→ **TASK DESCRIPTION**
Rewrite the items from the line containing "Outline every instance" through the end of the items, changing every "instance" to "object" and leaving the rest unchanged. Leave the pictures out of your answer.

→ **SUPPLIED ENTRIES**
— BEGIN —
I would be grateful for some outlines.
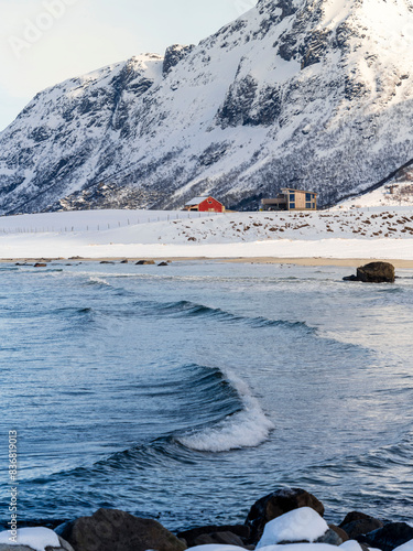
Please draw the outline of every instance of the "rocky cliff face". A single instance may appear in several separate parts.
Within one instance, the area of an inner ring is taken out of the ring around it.
[[[260,0],[197,46],[37,95],[0,134],[0,210],[337,201],[413,158],[412,67],[409,0]]]

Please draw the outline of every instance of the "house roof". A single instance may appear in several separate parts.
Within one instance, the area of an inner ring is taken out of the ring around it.
[[[188,201],[185,206],[193,206],[193,205],[199,205],[199,203],[203,203],[209,197],[194,197],[193,199]]]

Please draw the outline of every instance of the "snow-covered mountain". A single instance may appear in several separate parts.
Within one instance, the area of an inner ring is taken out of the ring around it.
[[[284,186],[326,204],[412,158],[411,1],[260,0],[197,46],[39,94],[0,134],[0,212],[252,207]]]

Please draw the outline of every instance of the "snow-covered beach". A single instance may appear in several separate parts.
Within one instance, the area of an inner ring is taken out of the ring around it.
[[[413,266],[413,207],[316,213],[83,210],[0,218],[0,259],[247,259]],[[412,263],[411,263],[412,262]]]

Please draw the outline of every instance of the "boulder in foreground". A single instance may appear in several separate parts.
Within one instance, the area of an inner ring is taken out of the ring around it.
[[[343,279],[345,281],[362,281],[363,283],[394,283],[394,266],[390,262],[370,262],[357,268],[357,276]]]
[[[250,541],[259,541],[267,522],[300,507],[311,507],[322,517],[324,515],[324,505],[302,488],[279,489],[256,501],[246,520],[246,525],[251,529]]]
[[[256,549],[279,543],[314,543],[327,531],[327,522],[318,512],[311,507],[300,507],[270,520]]]
[[[406,522],[389,522],[383,528],[357,539],[368,547],[379,548],[382,551],[393,551],[393,549],[413,541],[413,528]]]
[[[381,522],[381,520],[358,511],[349,512],[340,523],[340,528],[348,533],[351,540],[363,533],[369,533],[378,528],[382,528],[382,526],[383,522]]]
[[[9,530],[0,532],[0,551],[74,551],[73,547],[48,528],[20,528],[14,544]]]
[[[58,529],[57,529],[58,530]],[[156,520],[99,509],[58,530],[76,551],[184,551],[186,545]]]

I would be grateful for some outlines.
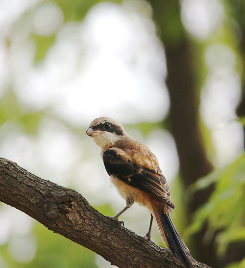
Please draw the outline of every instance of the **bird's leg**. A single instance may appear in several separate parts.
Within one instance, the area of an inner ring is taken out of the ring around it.
[[[147,239],[150,240],[150,237],[151,236],[151,227],[152,226],[152,222],[153,222],[153,216],[152,214],[150,214],[150,226],[149,227],[149,230],[147,234],[144,237],[143,240],[145,241]]]
[[[123,212],[125,212],[127,210],[128,210],[133,203],[134,200],[133,199],[131,198],[127,198],[126,199],[126,207],[125,207],[123,210],[121,210],[120,212],[119,212],[117,214],[116,214],[114,217],[111,217],[111,218],[112,219],[117,220],[119,225],[122,225],[122,226],[124,226],[124,222],[122,220],[118,220],[118,217],[119,216],[122,215]]]

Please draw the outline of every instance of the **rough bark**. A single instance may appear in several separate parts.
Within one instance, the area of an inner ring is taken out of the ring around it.
[[[41,179],[0,158],[0,201],[118,267],[183,267],[168,249],[144,241],[101,214],[74,190]],[[196,267],[209,267],[201,263]]]
[[[195,69],[191,41],[188,39],[180,17],[179,1],[149,0],[158,34],[164,45],[168,77],[167,84],[171,101],[169,122],[176,142],[180,172],[184,187],[187,189],[198,179],[207,175],[213,166],[207,157],[198,125],[199,98],[195,88]],[[214,184],[189,196],[187,218],[208,200]],[[207,226],[192,237],[196,258],[212,267],[220,268],[215,240],[204,241]]]

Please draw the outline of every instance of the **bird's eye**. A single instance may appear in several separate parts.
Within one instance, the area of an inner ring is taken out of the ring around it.
[[[104,128],[106,130],[108,130],[111,128],[111,125],[110,125],[110,124],[105,124],[104,126]]]

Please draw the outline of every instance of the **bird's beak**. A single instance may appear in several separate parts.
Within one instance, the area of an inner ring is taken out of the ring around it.
[[[91,137],[93,136],[93,135],[94,134],[95,134],[96,133],[99,134],[99,133],[103,133],[103,131],[101,131],[100,130],[93,130],[92,128],[89,128],[88,130],[87,130],[87,131],[86,132],[86,134],[88,135],[88,136],[90,136]]]

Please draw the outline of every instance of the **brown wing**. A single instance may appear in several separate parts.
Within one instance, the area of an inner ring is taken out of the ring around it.
[[[127,184],[156,197],[166,203],[170,209],[175,208],[171,201],[166,179],[159,167],[156,172],[136,164],[114,148],[104,153],[103,160],[110,176],[116,177]]]

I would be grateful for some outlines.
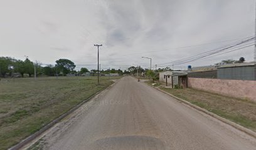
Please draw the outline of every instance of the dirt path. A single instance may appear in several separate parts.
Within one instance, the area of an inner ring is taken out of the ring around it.
[[[131,77],[38,142],[45,149],[256,149],[256,139]]]

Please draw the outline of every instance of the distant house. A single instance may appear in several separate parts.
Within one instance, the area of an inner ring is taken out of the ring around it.
[[[255,81],[255,62],[228,64],[221,66],[217,69],[217,78]]]
[[[187,75],[188,73],[184,71],[166,71],[159,72],[159,81],[166,82],[171,85],[173,88],[175,85],[187,87]]]

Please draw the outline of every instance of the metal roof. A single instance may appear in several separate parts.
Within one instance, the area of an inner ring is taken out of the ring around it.
[[[233,67],[243,67],[243,66],[255,66],[255,62],[244,62],[244,63],[237,63],[237,64],[228,64],[222,65],[218,68],[233,68]]]

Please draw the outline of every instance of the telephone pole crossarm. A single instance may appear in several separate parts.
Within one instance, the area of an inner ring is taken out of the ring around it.
[[[94,44],[95,46],[97,46],[98,48],[98,84],[100,84],[100,79],[99,79],[99,74],[100,71],[99,70],[99,47],[102,46],[102,44]]]

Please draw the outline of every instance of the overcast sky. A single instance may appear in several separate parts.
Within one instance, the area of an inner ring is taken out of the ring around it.
[[[149,68],[142,56],[163,64],[254,36],[255,6],[255,0],[0,0],[0,56],[52,64],[67,58],[77,69],[93,69],[93,44],[102,44],[102,69]],[[253,47],[176,68],[240,56],[252,61]]]

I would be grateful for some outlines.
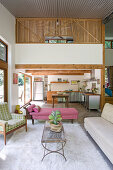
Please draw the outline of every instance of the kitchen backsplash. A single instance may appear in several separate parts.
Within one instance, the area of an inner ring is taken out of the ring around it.
[[[71,85],[70,83],[53,83],[51,84],[51,91],[65,91],[65,90],[73,90],[77,91],[78,90],[78,85]]]

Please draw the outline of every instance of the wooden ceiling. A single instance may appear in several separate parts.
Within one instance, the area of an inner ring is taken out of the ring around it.
[[[26,70],[32,75],[84,75],[91,73],[91,70]]]
[[[113,0],[0,0],[16,17],[102,18],[113,12]]]

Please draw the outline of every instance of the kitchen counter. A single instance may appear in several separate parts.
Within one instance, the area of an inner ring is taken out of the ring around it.
[[[85,93],[81,91],[48,91],[47,92],[47,103],[52,104],[52,95],[57,94],[57,92],[69,93],[69,102],[82,102],[84,97],[82,96],[100,96],[100,94]],[[55,103],[58,103],[58,99],[55,99]]]

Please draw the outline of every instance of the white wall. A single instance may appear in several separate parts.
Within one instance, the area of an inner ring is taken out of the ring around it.
[[[16,44],[16,64],[102,64],[102,44]]]
[[[105,49],[105,66],[113,66],[113,49]]]
[[[15,17],[0,3],[0,38],[8,44],[8,103],[10,106],[17,104],[17,85],[12,84],[15,71]]]

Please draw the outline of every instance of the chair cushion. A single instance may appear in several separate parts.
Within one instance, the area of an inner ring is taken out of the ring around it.
[[[104,105],[101,117],[113,123],[113,105],[112,104],[106,103]]]
[[[9,113],[8,104],[0,103],[0,120],[8,121],[12,119],[11,114]]]
[[[28,112],[32,112],[33,108],[35,107],[35,104],[31,104],[30,106],[27,107]]]
[[[13,130],[21,125],[25,124],[25,120],[23,119],[11,119],[8,120],[8,131]]]

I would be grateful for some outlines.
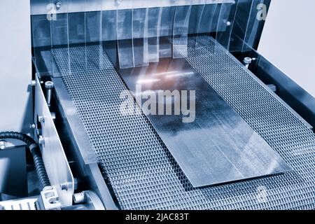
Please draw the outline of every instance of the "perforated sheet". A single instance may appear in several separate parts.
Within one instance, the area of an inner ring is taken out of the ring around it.
[[[293,171],[223,186],[194,188],[144,114],[122,115],[126,90],[114,66],[81,64],[67,72],[67,50],[53,54],[94,148],[104,176],[123,209],[315,209],[315,135],[212,38],[188,41],[188,62]],[[88,46],[97,59],[99,48]],[[80,55],[80,47],[70,55]],[[71,58],[70,58],[71,59]]]

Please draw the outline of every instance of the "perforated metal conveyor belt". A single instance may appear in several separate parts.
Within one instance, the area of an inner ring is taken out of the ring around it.
[[[120,113],[126,90],[99,47],[53,50],[69,93],[94,148],[104,174],[123,209],[315,209],[315,136],[232,55],[209,37],[189,40],[187,60],[293,172],[219,186],[194,188],[146,115]],[[83,64],[82,64],[83,63]],[[106,173],[106,174],[105,174]]]

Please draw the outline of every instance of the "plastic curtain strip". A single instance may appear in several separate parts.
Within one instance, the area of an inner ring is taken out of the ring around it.
[[[222,4],[220,10],[216,39],[228,50],[238,1],[231,4],[227,0],[225,1],[226,2]]]
[[[173,25],[173,57],[187,57],[188,25],[192,1],[190,6],[177,6]]]

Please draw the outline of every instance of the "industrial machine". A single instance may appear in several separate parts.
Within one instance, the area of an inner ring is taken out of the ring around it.
[[[315,99],[257,50],[273,1],[1,3],[0,209],[315,209]]]

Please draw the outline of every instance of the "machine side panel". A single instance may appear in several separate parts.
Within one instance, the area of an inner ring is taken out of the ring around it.
[[[0,36],[0,131],[29,133],[33,118],[29,1],[1,1]]]

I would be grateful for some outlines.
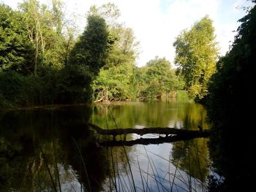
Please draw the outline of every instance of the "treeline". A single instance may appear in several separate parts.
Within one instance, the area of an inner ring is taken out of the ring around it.
[[[136,66],[138,42],[113,4],[92,6],[80,36],[64,9],[61,0],[0,5],[1,105],[157,99],[182,88],[165,58]]]
[[[63,2],[50,3],[25,0],[18,10],[0,5],[1,105],[159,99],[181,89],[201,101],[208,95],[218,54],[208,16],[177,37],[177,69],[158,57],[140,68],[139,43],[118,22],[115,4],[92,6],[78,35]]]

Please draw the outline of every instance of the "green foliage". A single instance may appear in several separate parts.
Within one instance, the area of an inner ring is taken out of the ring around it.
[[[219,59],[217,72],[211,78],[208,97],[213,125],[211,156],[218,173],[226,178],[227,191],[244,189],[244,183],[255,174],[251,169],[255,162],[252,155],[255,138],[251,121],[255,115],[250,109],[255,106],[255,6],[239,21],[241,24],[233,47]],[[238,155],[238,152],[243,153]]]
[[[183,31],[173,46],[175,63],[184,77],[189,96],[202,99],[208,93],[207,83],[214,73],[218,49],[212,20],[208,16]]]
[[[170,69],[170,63],[165,58],[156,58],[148,61],[146,66],[139,69],[140,74],[137,76],[139,96],[143,99],[161,99],[182,89],[181,80]]]
[[[110,28],[109,42],[112,43],[105,66],[94,82],[94,99],[102,101],[134,99],[132,80],[138,43],[132,30],[118,24],[119,10],[113,4],[91,7],[89,15],[106,19]]]
[[[33,105],[45,101],[45,85],[35,76],[25,77],[15,72],[0,74],[0,95],[7,105]]]
[[[97,15],[88,17],[88,23],[71,52],[69,64],[88,66],[97,74],[107,57],[108,31],[105,20]]]
[[[86,66],[68,65],[60,72],[58,101],[81,103],[91,99],[91,75]]]
[[[31,48],[23,15],[4,4],[0,4],[0,71],[26,73]]]

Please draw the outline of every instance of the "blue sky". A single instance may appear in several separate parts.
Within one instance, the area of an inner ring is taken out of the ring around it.
[[[0,0],[14,8],[22,0]],[[43,3],[50,0],[39,0]],[[214,21],[220,55],[229,49],[238,26],[237,20],[246,12],[237,7],[249,4],[246,0],[63,0],[67,14],[79,13],[79,26],[85,26],[85,14],[92,4],[113,2],[121,10],[121,21],[132,28],[140,42],[138,66],[156,55],[173,64],[173,43],[181,30],[189,28],[206,15]]]

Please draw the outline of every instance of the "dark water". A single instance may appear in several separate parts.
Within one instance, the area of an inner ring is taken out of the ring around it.
[[[86,123],[103,128],[197,130],[198,126],[208,128],[206,115],[203,106],[184,98],[108,107],[1,110],[0,191],[204,191],[210,172],[207,139],[107,147],[99,146],[106,138]],[[138,138],[129,134],[127,139]]]

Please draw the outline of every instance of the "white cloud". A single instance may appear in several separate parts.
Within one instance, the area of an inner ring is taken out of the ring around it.
[[[49,1],[49,0],[43,0]],[[13,0],[15,2],[21,0]],[[165,57],[172,63],[175,56],[173,43],[184,28],[191,27],[197,20],[208,15],[214,20],[217,40],[220,53],[225,54],[230,41],[233,41],[239,19],[244,12],[235,9],[238,5],[246,4],[246,0],[173,0],[165,1],[165,12],[162,11],[162,0],[64,0],[69,12],[79,13],[80,26],[85,25],[85,14],[92,4],[101,5],[109,1],[115,3],[121,10],[121,20],[132,28],[140,43],[138,66],[146,64],[156,55]],[[10,1],[4,0],[10,4]],[[169,4],[168,4],[169,2]],[[72,10],[72,11],[70,11]],[[226,12],[230,12],[227,18]],[[225,17],[225,18],[224,18]]]

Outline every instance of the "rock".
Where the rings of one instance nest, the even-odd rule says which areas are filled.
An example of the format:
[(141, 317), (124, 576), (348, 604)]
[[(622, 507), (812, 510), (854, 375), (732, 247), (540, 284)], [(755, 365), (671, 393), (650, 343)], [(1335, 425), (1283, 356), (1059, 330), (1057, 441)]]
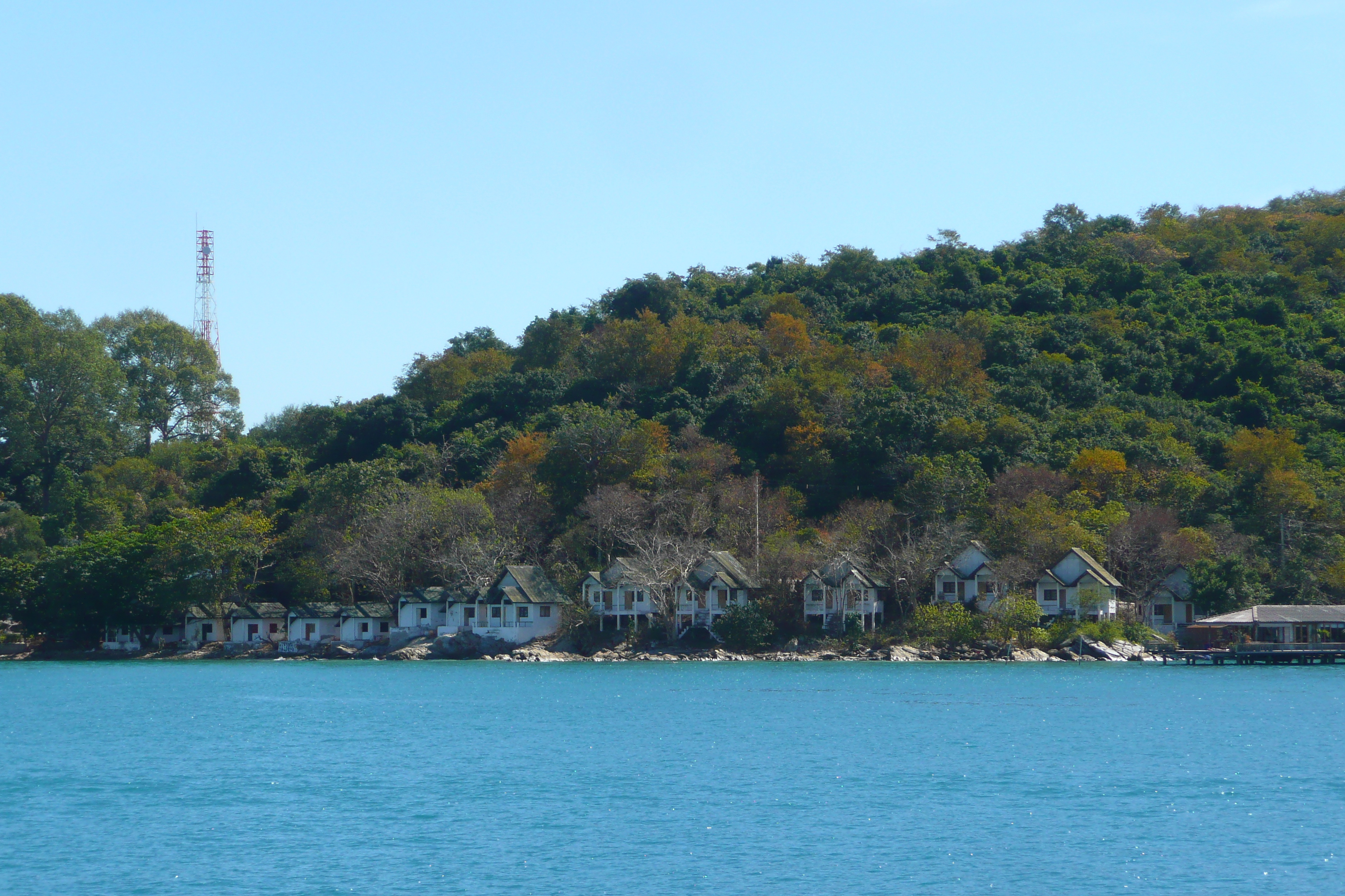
— END —
→ **TASK ANSWER**
Outline every object of the "rock".
Where the rings of one object nest, the even-odd rule says which areas are filled.
An example of the format:
[(141, 317), (124, 576), (348, 604)]
[[(622, 507), (812, 510), (854, 375), (732, 247), (540, 284)], [(755, 365), (671, 393), (650, 343)], [(1335, 425), (1283, 356), (1059, 330), (1057, 441)]]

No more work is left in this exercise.